» **Work to complete**
a – In the session plan below, which of the two Tier S bugs is scheduled to be worked on first?
b – Transcribe the session plan below from "Baseline: 7d2548f9 (post" to "handoff at docs/handoff/b4-unwrap-in-loop-handoff.md.".
c – Go on with the session plan for the two Tier S bugs, starting after its last sentence.

Next Session — Tier S Bugs: Actor Task Loss (S1) + Unwrap-In-Loop Miscompile (S2)

Baseline: 7d2548f9 (post Apr 15-16 sprint, trunk) Scope: Two Tier S bugs — the only items on the roadmap with “silent wrong result” or “25% crash repro” severity. Both are pre-launch blockers that users WILL hit. Session shape: S2 first (more constrained, better-narrowed, multiple viable fix paths). S1 second (deeper I/O poller work, benefits from warm-up on S2).

TL;DR

S2 (B4-UNWRAP-IN-LOOP, 2-4h): step! inside a while loop with reassignment returns constant 0 instead of the Option payload. Explicit match in the same loop works. The bug is specifically in how the $unwrap macro-generated AST interacts with MIR match lowering. Two fix attempts already failed (documented). Three viable fix paths remain. Detailed handoff at docs/handoff/b4-unwrap-in-loop-handoff.md.
S1 (15b: Actor crash+restart task loss, 3-6h): Actor that crashes (panic → longjmp → state-0 restart → re-enqueue) successfully processes subsequent messages (bump, get) but then vanishes from the scheduler. b.stop() hangs forever — all workers idle, I/O poller idle, task in limbo. 25% repro rate. Root-caused to the interaction between stale pipe bytes in channel notify_wfd, EV_ONESHOT auto-removal, and an io_map clear/register race window. The conditional pipe-write fix was tested and didn’t help — the deeper issue is in how the I/O poller handles rapid re-registration after actor crash restart.

[Referring expression data]
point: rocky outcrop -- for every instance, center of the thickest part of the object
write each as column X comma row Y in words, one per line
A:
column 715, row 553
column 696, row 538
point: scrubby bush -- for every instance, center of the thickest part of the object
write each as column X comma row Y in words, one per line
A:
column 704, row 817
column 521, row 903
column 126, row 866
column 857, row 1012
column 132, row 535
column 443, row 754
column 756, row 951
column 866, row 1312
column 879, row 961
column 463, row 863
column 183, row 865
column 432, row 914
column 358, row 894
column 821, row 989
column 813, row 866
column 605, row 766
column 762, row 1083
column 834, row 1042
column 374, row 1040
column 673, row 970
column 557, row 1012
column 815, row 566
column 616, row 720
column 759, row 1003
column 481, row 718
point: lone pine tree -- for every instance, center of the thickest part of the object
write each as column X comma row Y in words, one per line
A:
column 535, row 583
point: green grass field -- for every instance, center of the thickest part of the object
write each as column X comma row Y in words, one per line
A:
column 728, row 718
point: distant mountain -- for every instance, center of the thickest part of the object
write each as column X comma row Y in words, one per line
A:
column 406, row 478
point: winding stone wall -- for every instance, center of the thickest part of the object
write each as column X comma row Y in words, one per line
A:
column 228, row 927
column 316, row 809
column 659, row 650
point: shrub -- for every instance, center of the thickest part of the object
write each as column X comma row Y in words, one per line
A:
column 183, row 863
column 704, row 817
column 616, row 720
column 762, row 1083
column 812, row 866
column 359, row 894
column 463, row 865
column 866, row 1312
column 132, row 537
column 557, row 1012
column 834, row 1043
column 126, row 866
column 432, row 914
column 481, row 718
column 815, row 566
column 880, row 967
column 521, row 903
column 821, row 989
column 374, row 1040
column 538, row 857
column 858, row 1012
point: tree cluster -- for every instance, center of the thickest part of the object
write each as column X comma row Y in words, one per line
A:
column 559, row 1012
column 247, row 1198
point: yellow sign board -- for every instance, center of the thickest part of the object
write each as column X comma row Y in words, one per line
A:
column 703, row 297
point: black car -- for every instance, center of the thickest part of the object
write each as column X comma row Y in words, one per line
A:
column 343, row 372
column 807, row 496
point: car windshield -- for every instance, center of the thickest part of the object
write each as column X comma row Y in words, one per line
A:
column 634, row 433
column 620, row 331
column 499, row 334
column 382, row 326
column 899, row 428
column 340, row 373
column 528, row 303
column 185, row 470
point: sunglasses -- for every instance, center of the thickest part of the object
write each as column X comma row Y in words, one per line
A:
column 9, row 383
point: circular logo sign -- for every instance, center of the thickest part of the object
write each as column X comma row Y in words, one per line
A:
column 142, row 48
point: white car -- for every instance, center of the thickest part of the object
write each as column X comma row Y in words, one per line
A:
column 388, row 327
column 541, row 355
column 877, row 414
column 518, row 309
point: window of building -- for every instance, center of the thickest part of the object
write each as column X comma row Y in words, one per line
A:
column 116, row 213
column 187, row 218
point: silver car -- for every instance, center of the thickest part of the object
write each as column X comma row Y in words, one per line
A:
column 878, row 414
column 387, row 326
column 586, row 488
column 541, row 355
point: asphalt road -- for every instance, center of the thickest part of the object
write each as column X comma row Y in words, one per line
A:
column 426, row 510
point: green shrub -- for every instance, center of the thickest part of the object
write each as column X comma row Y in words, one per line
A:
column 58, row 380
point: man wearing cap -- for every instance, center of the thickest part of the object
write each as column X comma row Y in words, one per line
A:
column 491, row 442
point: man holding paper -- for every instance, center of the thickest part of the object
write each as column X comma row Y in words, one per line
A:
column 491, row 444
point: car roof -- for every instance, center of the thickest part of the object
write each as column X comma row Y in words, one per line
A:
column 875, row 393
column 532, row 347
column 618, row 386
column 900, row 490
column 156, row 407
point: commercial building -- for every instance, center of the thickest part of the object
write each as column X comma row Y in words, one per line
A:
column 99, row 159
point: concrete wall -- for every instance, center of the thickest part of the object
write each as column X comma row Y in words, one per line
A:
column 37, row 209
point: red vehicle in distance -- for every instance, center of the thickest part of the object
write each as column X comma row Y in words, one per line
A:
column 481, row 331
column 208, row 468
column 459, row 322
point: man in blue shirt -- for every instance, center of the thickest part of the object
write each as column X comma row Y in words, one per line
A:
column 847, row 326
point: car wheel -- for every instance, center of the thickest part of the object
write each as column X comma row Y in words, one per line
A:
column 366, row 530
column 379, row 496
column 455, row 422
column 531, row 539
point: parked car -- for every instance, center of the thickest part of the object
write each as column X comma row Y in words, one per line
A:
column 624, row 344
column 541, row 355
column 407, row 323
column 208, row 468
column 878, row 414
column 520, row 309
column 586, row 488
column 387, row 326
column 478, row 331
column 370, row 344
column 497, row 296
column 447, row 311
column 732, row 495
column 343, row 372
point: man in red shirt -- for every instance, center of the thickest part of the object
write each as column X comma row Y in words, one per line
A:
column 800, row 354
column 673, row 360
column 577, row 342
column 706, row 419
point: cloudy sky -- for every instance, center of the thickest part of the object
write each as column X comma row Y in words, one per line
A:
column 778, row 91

» **Answers to the exercise**
a – S2, the unwrap-in-loop miscompile (B4-UNWRAP-IN-LOOP).

b –
Baseline: 7d2548f9 (post Apr 15-16 sprint, trunk) Scope: Two Tier S bugs — the only items on the roadmap with “silent wrong result” or “25% crash repro” severity. Both are pre-launch blockers that users WILL hit. Session shape: S2 first (more constrained, better-narrowed, multiple viable fix paths). S1 second (deeper I/O poller work, benefits from warm-up on S2).

TL;DR

S2 (B4-UNWRAP-IN-LOOP, 2-4h): step! inside a while loop with reassignment returns constant 0 instead of the Option payload. Explicit match in the same loop works. The bug is specifically in how the $unwrap macro-generated AST interacts with MIR match lowering. Two fix attempts already failed (documented). Three viable fix paths remain. Detailed handoff at docs/handoff/b4-unwrap-in-loop-handoff.md.

c –
Pre-flight (5 min)

cd /Users/mathisto/projects/quartz
git log --oneline -5
# Expected: 7d2548f9 at top
git status                              # clean
./self-hosted/bin/quake guard:check     # "Fixpoint stamp valid"
./self-hosted/bin/quake smoke           # 4/4 + 22/22

# Fix-specific backup
cp self-hosted/bin/quartz self-hosted/bin/backups/quartz-pre-s1-s2-golden

S2: B4-UNWRAP-IN-LOOP — `step!` miscompile in while loop

The bug (11-line reproducer)

def main(): Int
  var step = Option::Some(10)
  var sum = 0
  var i = 0
  while i < 3
    sum += step!           # ← returns 0 every iteration
    step = Option::Some(i + 100)
    i += 1
  end
  return 0 if sum == 211   # expected: 10+100+101=211
  return 1                 # actual: 0+0+0=0
end

What fires the bug (all three required)

$unwrap macro expansion (postfix ! or explicit $unwrap())
Inside a while loop body
Subject reassigned inside the loop

Remove ANY ONE → works. Explicit match step { Some(x) => x; None => 0; end } in the same loop works perfectly.

What’s been tried and failed

Attempt 1: Changed macro’s payloads = vec_new() to payloads = 0 (matching parser convention). No effect.
Attempt 2: Hoisted match subject into var __subj = expr block. No effect.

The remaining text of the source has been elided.